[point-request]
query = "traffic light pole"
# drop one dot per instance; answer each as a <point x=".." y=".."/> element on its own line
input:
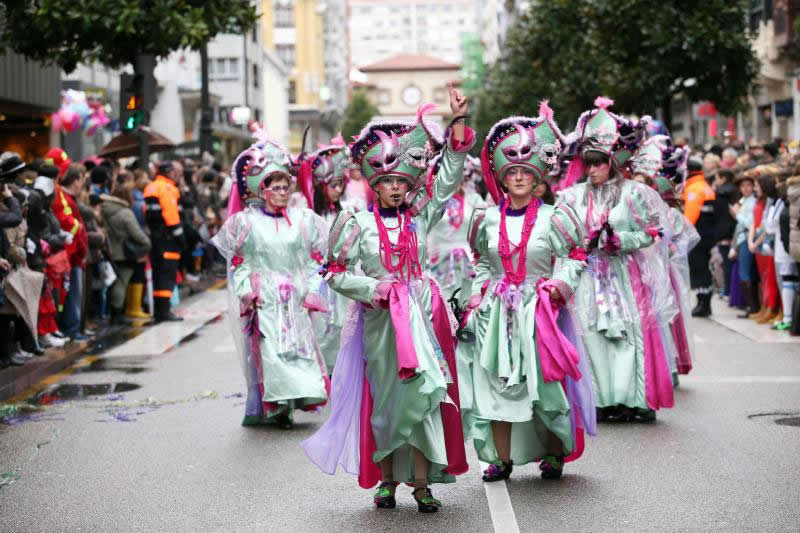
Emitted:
<point x="145" y="65"/>
<point x="205" y="105"/>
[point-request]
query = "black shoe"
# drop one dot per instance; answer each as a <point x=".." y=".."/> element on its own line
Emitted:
<point x="284" y="420"/>
<point x="551" y="467"/>
<point x="384" y="498"/>
<point x="426" y="504"/>
<point x="496" y="473"/>
<point x="703" y="307"/>
<point x="169" y="317"/>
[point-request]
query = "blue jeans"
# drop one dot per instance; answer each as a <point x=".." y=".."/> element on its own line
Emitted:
<point x="747" y="263"/>
<point x="70" y="319"/>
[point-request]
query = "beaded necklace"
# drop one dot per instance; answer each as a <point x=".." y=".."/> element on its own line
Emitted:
<point x="516" y="276"/>
<point x="406" y="248"/>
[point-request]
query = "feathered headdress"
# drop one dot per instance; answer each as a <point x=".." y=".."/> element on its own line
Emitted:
<point x="533" y="143"/>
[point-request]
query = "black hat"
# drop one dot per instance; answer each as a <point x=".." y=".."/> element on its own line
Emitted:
<point x="10" y="164"/>
<point x="99" y="175"/>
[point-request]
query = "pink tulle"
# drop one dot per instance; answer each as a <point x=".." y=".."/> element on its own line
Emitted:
<point x="489" y="177"/>
<point x="545" y="111"/>
<point x="305" y="182"/>
<point x="235" y="203"/>
<point x="425" y="109"/>
<point x="575" y="171"/>
<point x="603" y="102"/>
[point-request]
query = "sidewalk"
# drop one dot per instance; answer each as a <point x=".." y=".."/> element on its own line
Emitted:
<point x="726" y="316"/>
<point x="196" y="310"/>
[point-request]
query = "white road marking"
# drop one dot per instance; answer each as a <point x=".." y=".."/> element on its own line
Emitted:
<point x="740" y="379"/>
<point x="226" y="347"/>
<point x="503" y="517"/>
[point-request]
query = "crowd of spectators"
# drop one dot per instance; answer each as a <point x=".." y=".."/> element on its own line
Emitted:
<point x="754" y="262"/>
<point x="75" y="246"/>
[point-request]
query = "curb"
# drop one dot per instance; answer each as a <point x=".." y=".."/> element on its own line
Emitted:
<point x="15" y="380"/>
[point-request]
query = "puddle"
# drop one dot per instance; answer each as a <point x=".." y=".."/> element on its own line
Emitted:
<point x="793" y="421"/>
<point x="125" y="365"/>
<point x="72" y="391"/>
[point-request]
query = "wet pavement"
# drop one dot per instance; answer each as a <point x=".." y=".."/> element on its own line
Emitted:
<point x="141" y="440"/>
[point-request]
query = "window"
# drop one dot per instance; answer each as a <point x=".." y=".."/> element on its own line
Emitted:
<point x="284" y="13"/>
<point x="286" y="54"/>
<point x="223" y="68"/>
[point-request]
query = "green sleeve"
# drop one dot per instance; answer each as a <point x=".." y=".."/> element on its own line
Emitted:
<point x="641" y="217"/>
<point x="448" y="179"/>
<point x="343" y="252"/>
<point x="564" y="237"/>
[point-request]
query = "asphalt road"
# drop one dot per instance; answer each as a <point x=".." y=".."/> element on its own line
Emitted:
<point x="163" y="451"/>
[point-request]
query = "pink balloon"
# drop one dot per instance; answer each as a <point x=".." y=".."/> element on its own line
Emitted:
<point x="67" y="117"/>
<point x="92" y="129"/>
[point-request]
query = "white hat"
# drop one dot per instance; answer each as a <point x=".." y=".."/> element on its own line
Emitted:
<point x="45" y="185"/>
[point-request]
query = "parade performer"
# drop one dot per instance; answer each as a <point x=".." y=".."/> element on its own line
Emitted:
<point x="272" y="277"/>
<point x="614" y="300"/>
<point x="525" y="391"/>
<point x="663" y="164"/>
<point x="395" y="415"/>
<point x="448" y="248"/>
<point x="322" y="180"/>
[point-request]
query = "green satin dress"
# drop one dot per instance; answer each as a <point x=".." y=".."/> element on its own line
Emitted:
<point x="405" y="413"/>
<point x="274" y="255"/>
<point x="328" y="326"/>
<point x="604" y="301"/>
<point x="499" y="374"/>
<point x="449" y="259"/>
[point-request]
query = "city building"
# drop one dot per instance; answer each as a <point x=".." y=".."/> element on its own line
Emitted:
<point x="29" y="92"/>
<point x="774" y="107"/>
<point x="399" y="84"/>
<point x="309" y="37"/>
<point x="385" y="28"/>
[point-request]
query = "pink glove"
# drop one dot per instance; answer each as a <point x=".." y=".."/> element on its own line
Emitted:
<point x="474" y="301"/>
<point x="381" y="296"/>
<point x="314" y="302"/>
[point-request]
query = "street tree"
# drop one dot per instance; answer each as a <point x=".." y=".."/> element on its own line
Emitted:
<point x="640" y="52"/>
<point x="115" y="32"/>
<point x="358" y="112"/>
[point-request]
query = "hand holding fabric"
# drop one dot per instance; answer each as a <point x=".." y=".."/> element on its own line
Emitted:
<point x="381" y="297"/>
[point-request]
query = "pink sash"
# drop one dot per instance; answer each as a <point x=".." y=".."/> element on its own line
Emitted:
<point x="657" y="377"/>
<point x="557" y="356"/>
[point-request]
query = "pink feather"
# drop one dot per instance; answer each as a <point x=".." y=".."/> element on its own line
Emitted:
<point x="603" y="102"/>
<point x="338" y="140"/>
<point x="235" y="203"/>
<point x="545" y="110"/>
<point x="424" y="109"/>
<point x="574" y="172"/>
<point x="488" y="174"/>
◆ ◆ ◆ ◆ ◆ ◆ ◆
TASK BRIEF: Omit the pictures, then quote the rest of the material above exactly.

REPLY:
[point-request]
query = "traffic light pole"
# drop one dot per instance; answer each as a <point x=".." y=".."/> element on its own line
input:
Emitted:
<point x="145" y="65"/>
<point x="205" y="105"/>
[point-request]
query = "black shoe"
# drop one dot per instance; answer each as a <point x=".." y=".."/> element on its own line
Emitted:
<point x="284" y="420"/>
<point x="551" y="467"/>
<point x="384" y="498"/>
<point x="426" y="504"/>
<point x="496" y="473"/>
<point x="703" y="307"/>
<point x="169" y="317"/>
[point-request]
query = "blue jeans"
# drop one dot per instance; answer each as a <point x=".." y=".."/> element on its own line
Emitted:
<point x="747" y="263"/>
<point x="70" y="319"/>
[point-request]
query = "beaded necklace"
# drop one dot per instance; answer each as a <point x=".." y=".."/> element on its own line
Emitted:
<point x="516" y="276"/>
<point x="406" y="248"/>
[point-request]
query = "feathered headdress"
# drop one dot per instance; answer each as a <point x=".." y=".."/> element on its own line
Emitted:
<point x="533" y="143"/>
[point-request]
query = "black hat"
# drop one dot per instance; answer each as a <point x=".." y=".."/> element on its own line
Emitted:
<point x="10" y="164"/>
<point x="99" y="175"/>
[point-request]
query = "pink tulle"
# drop one dot per instance; answer each as a <point x=".." y=".."/> element on its own line
Emitted:
<point x="489" y="177"/>
<point x="545" y="111"/>
<point x="305" y="182"/>
<point x="235" y="203"/>
<point x="425" y="109"/>
<point x="575" y="171"/>
<point x="603" y="102"/>
[point-request]
query = "sidewalk"
# drop one dot per instance; answer each as a <point x=".." y=".."/> element on its own line
Emitted:
<point x="726" y="316"/>
<point x="196" y="310"/>
[point-request]
query = "white road marking"
# drop one dot per instance; answer each as a <point x=".." y=".."/> element on its own line
Emitted:
<point x="740" y="379"/>
<point x="226" y="347"/>
<point x="503" y="517"/>
[point-request]
query = "crowd of spectators"
# drop one dot per instance; answer each as a <point x=".." y=".."/> element on its own line
Emitted:
<point x="754" y="262"/>
<point x="75" y="246"/>
[point-request]
query = "curb"
# drop one dot per instance; answer each as a <point x=".." y=".."/> element on its own line
Emitted:
<point x="15" y="380"/>
[point-request]
query = "puddle"
# drop one dot per instance; answer each as a <point x=".." y=".."/> element on its own line
Emitted:
<point x="793" y="421"/>
<point x="125" y="365"/>
<point x="72" y="391"/>
[point-request]
query = "wet pavement"
# drop one dot per instance; answer each as a <point x=".." y=".."/> element on its own line
Emitted:
<point x="141" y="440"/>
[point-request]
query = "window"
# drop one dot per instance; answer each as a <point x=".." y=".."/> element on its own line
Emitted:
<point x="284" y="13"/>
<point x="286" y="54"/>
<point x="223" y="68"/>
[point-request]
query = "green sleeve"
# drop one dot per instance; answer each as a <point x=".." y=".."/> element on its own line
Emitted:
<point x="641" y="217"/>
<point x="448" y="179"/>
<point x="343" y="252"/>
<point x="564" y="237"/>
[point-request]
query = "asphalt road"
# drop one dot per instance; answer each as a <point x=".." y=".."/> element on its own line
Emitted:
<point x="163" y="451"/>
[point-request]
query = "pink balloon"
# drop one dot per instance; answer each as a <point x=".." y=".."/> element on its own line
Emitted:
<point x="67" y="117"/>
<point x="92" y="129"/>
[point-request]
query = "white hat"
# drop one dot per instance; answer each as a <point x=".." y=".."/> element on its own line
Emitted:
<point x="45" y="185"/>
[point-request]
query = "parade performer"
# drop one dot per instance; answer each as a <point x=".." y=".."/> element on its own line
Emitted:
<point x="272" y="277"/>
<point x="614" y="300"/>
<point x="525" y="391"/>
<point x="663" y="164"/>
<point x="395" y="415"/>
<point x="448" y="248"/>
<point x="322" y="180"/>
[point-request]
query = "green satin dress"
# drop one dot per instance; answer each as a <point x=".." y=".."/> element on its own line
Emitted:
<point x="405" y="413"/>
<point x="274" y="255"/>
<point x="328" y="326"/>
<point x="604" y="301"/>
<point x="499" y="374"/>
<point x="449" y="259"/>
[point-request]
query = "city building"
# drop one dot per instance; answer each as a <point x=".." y=".."/> element on its own line
Emitted:
<point x="29" y="92"/>
<point x="774" y="107"/>
<point x="399" y="84"/>
<point x="309" y="37"/>
<point x="385" y="28"/>
[point-request]
query = "pink glove"
# drop one dot per instance; answer each as a <point x=".." y=".."/> element on its own line
Emitted:
<point x="474" y="301"/>
<point x="381" y="296"/>
<point x="314" y="302"/>
[point-request]
query = "street tree"
# drop one dot per instance; answer each as a <point x=".." y=".."/> element on its own line
Emitted:
<point x="640" y="52"/>
<point x="115" y="32"/>
<point x="358" y="112"/>
[point-request]
query = "hand holding fabric"
# drop one dot per instance; answer each as a <point x=".." y=".."/> element on its own line
Emitted:
<point x="381" y="297"/>
[point-request]
query = "pink sash"
# drop one dot per instance; answer each as a <point x=".." y=".."/> element on its own line
Emitted:
<point x="657" y="377"/>
<point x="557" y="356"/>
[point-request]
query = "pink feather"
# drop one dot per instance; answer each as a <point x=".." y=".."/> element on its own line
Emitted:
<point x="603" y="102"/>
<point x="338" y="140"/>
<point x="235" y="203"/>
<point x="545" y="110"/>
<point x="424" y="109"/>
<point x="574" y="172"/>
<point x="488" y="174"/>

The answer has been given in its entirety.